§ INSTRUCTION
Copy the listing below, substituting "Locate" for every "Point out" and leaving everything else the same.

· · · · · · ·

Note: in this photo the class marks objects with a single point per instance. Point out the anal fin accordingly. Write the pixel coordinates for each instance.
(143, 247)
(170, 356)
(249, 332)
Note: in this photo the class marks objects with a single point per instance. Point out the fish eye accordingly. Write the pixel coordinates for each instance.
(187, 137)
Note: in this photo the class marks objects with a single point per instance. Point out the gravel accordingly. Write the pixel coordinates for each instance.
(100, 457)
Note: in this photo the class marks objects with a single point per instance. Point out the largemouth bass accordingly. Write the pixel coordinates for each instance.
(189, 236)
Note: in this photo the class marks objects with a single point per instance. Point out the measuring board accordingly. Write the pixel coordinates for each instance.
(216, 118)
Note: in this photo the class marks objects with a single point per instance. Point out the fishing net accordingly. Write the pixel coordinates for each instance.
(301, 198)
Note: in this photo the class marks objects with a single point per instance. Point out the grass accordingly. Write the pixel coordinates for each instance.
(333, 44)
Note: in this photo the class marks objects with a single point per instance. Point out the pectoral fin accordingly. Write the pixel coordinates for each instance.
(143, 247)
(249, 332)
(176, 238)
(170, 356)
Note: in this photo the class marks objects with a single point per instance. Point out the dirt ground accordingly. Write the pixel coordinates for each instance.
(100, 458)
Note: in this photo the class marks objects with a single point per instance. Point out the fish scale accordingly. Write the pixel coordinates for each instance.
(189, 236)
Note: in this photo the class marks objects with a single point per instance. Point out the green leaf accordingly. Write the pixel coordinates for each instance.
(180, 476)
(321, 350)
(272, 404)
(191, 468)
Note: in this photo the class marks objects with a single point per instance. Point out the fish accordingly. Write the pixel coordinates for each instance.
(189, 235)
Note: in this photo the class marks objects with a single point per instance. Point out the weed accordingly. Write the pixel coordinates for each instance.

· · · · · · ·

§ WRITTEN SOLUTION
Note: in this photo the class marks objects with a single point per instance. Locate the anal fin accordingly. Write the pixel coordinates for each instance.
(143, 247)
(170, 356)
(249, 332)
Note: in this photo the class marks objects with a single point per instance. Locate the fish eye accordingly. Write the pixel coordinates for each instance.
(187, 137)
Note: in this photo the class marks objects with a single point per instance. Locate the gravel accordingly. Write the pixel coordinates for each instance.
(100, 457)
Note: in this photo the class marks objects with a single point per instance. Locate the largemouth bass accordingly. Write the pixel coordinates for each instance.
(189, 236)
Note: in this photo the class marks objects with a single point per instance. Locate the measuring board accordingly. Write the pixel coordinates for each instance.
(216, 118)
Note: in this photo the class marks objects with a single point per instance. Locate the fishing net accordingly. Write the pixel coordinates for each instance.
(301, 198)
Note: in this photo the class marks objects with a single point per instance. Locate the grass accordingly. Write the pixel coordinates for each instance.
(333, 44)
Note: in this photo the class marks objects with a single point per instance. Locate the pectoral fin accordingly. Write the pixel coordinates for each instance.
(143, 247)
(249, 332)
(176, 238)
(170, 356)
Note: in this photo the class marks objects with a single point per instance. Locate the dirt ground accordingly. Write the pixel coordinates for each instance.
(100, 458)
Note: in this photo the class marks objects with a single point per instance. Locate the fish scale accordingly. Write the pixel coordinates for each instance.
(189, 236)
Note: in this photo the class marks objects with a single point per instance. Locate the green leaf accordingly. Write the pixel coordinates for each instance.
(180, 476)
(321, 350)
(272, 404)
(191, 468)
Note: in this photo the class marks objects with a single point per instance. Locate the fish accordingly. Write the pixel coordinates for each instance.
(189, 235)
Note: in this photo the class marks objects with a single point per instance. Locate the weed accordingly. Write the pixel coordinates for each instance.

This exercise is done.